> [What is required]
Which lines in the items below contain the string "tire"? Gather and copy each of them in full, treating uppercase and lowercase letters as different.

> [Given information]
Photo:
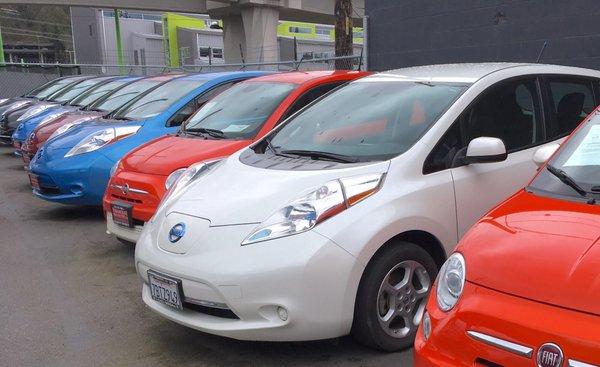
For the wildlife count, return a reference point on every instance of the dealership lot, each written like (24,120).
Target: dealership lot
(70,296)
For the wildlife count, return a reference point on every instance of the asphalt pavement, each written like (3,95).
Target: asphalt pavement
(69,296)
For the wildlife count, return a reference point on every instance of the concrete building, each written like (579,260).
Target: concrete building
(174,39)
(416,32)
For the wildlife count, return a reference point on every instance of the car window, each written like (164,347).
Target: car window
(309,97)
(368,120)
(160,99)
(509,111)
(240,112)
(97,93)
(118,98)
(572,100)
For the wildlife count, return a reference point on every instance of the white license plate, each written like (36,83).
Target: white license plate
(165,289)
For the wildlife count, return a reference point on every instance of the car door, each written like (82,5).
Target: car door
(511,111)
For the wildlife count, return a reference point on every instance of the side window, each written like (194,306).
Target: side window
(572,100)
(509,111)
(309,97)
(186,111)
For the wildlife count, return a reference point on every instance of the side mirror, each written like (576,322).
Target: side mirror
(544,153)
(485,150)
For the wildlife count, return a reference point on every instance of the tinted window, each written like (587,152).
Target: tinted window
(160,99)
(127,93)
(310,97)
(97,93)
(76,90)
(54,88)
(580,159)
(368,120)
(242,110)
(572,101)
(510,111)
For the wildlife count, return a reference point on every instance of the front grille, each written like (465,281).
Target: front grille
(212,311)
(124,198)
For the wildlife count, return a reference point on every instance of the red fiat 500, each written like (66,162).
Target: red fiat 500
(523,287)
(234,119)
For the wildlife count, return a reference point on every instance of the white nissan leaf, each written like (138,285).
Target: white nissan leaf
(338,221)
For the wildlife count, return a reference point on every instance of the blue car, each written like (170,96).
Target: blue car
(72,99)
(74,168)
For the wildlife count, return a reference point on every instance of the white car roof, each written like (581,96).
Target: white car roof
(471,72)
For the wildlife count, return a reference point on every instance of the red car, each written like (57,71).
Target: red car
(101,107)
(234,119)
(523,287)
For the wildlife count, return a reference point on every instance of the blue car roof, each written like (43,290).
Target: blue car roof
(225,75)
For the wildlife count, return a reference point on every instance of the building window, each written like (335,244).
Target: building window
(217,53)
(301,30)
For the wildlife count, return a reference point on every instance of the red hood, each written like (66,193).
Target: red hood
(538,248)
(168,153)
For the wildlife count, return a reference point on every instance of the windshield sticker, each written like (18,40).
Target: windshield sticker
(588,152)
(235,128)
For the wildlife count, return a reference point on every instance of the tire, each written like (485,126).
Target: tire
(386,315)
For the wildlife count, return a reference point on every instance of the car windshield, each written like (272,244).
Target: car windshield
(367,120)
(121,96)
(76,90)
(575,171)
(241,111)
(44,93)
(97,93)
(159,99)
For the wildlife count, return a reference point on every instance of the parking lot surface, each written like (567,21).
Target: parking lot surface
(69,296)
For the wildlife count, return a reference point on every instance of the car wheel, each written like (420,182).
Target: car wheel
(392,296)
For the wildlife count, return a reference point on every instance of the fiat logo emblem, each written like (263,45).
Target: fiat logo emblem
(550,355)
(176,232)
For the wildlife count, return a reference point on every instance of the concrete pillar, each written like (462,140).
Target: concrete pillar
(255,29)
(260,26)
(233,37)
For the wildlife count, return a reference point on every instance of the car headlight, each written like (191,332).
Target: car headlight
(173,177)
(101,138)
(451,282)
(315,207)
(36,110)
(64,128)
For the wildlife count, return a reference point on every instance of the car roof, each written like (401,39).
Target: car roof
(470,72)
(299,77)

* * *

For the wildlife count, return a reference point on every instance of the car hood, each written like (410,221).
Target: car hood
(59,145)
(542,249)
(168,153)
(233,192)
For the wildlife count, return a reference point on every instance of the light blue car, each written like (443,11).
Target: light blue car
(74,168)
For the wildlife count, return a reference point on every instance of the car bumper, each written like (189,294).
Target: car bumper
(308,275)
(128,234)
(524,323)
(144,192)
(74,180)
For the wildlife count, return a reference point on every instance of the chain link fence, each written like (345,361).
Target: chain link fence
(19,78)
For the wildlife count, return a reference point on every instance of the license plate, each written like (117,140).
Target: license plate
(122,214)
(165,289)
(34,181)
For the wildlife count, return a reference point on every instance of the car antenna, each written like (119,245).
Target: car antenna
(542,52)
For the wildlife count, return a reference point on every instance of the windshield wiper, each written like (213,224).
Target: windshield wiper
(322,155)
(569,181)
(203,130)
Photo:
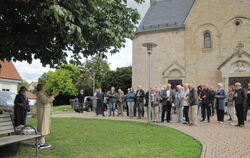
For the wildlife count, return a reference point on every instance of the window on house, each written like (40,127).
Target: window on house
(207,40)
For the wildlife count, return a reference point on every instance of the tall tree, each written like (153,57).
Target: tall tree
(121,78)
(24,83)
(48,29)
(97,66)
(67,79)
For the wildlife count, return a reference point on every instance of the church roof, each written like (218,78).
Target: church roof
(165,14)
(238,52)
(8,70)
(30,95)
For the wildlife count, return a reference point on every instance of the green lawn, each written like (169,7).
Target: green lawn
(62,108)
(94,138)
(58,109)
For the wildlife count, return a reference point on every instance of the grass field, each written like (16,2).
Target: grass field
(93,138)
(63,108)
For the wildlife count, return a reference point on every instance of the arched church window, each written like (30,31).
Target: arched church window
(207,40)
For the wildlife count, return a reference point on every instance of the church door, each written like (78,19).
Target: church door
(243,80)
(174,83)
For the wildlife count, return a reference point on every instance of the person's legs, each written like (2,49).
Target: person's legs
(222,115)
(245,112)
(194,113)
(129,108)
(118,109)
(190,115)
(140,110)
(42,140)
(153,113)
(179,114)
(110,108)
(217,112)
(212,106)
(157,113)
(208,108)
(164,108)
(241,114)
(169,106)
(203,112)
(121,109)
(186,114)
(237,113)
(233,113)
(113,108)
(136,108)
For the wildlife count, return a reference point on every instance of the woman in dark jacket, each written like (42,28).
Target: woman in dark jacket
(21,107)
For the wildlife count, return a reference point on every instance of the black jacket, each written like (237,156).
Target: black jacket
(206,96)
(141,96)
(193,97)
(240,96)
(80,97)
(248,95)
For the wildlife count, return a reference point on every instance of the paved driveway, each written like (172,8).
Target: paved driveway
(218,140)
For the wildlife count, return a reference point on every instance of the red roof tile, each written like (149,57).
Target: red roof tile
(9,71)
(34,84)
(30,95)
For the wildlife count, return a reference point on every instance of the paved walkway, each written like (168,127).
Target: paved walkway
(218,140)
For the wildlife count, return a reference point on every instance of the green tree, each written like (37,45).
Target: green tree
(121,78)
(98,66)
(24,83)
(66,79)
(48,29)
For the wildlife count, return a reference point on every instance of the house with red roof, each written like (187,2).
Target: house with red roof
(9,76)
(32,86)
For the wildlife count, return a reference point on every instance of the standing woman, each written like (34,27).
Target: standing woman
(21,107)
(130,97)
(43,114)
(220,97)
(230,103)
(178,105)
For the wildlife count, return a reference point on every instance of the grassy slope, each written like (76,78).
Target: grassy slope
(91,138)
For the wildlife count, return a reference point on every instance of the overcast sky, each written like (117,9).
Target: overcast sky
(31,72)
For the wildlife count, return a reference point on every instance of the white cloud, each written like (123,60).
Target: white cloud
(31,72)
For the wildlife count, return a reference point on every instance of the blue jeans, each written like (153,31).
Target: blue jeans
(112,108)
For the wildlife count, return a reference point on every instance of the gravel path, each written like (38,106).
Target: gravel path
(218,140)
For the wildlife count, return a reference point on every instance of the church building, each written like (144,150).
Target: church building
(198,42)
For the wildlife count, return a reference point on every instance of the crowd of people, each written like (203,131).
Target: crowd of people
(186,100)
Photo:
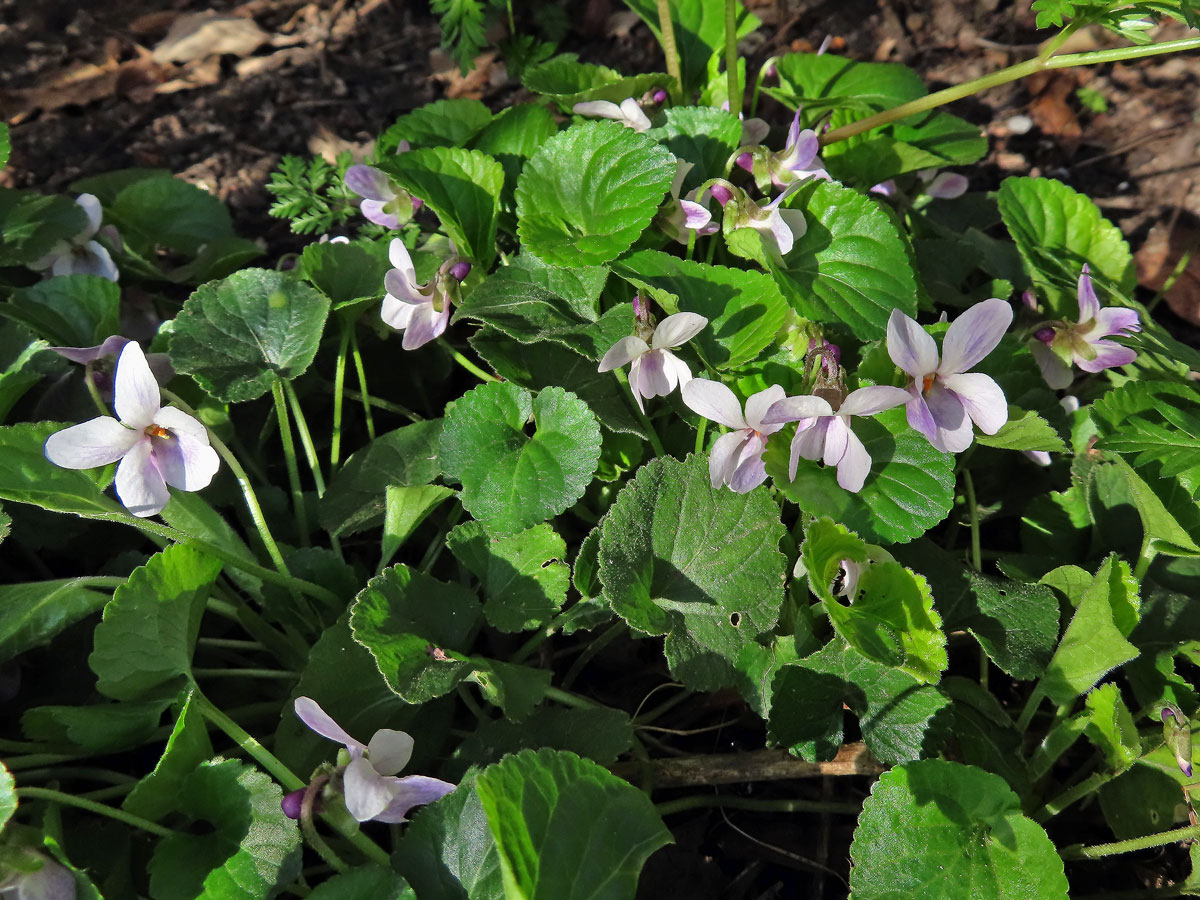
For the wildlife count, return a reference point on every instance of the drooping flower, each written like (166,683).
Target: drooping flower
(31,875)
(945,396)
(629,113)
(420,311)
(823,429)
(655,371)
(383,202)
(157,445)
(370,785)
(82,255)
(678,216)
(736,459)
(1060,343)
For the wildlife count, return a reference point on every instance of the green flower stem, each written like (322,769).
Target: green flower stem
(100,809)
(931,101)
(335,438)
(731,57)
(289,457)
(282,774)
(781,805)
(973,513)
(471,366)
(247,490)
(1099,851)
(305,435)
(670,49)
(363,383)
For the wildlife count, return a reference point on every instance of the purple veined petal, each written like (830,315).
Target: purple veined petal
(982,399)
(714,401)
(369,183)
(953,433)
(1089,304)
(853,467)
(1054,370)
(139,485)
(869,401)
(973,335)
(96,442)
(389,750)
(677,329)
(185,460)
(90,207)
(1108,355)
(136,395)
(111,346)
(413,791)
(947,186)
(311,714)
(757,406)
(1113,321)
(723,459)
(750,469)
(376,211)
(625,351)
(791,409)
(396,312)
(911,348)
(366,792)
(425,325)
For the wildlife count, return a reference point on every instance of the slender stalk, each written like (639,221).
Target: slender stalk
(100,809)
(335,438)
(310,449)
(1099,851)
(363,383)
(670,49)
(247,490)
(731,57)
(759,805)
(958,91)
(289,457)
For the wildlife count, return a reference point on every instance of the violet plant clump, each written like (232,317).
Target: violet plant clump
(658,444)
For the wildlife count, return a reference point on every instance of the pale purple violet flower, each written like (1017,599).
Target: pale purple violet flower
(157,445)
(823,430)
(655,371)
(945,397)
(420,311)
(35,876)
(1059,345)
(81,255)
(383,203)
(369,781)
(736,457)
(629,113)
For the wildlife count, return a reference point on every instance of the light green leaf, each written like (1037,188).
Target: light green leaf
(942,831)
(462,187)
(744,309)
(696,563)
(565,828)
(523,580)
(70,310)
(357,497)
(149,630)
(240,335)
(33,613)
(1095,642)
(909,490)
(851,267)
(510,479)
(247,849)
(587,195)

> [Response]
For the wildlife count, return a reference point on every instance of the tire, each written like (485,126).
Target: tire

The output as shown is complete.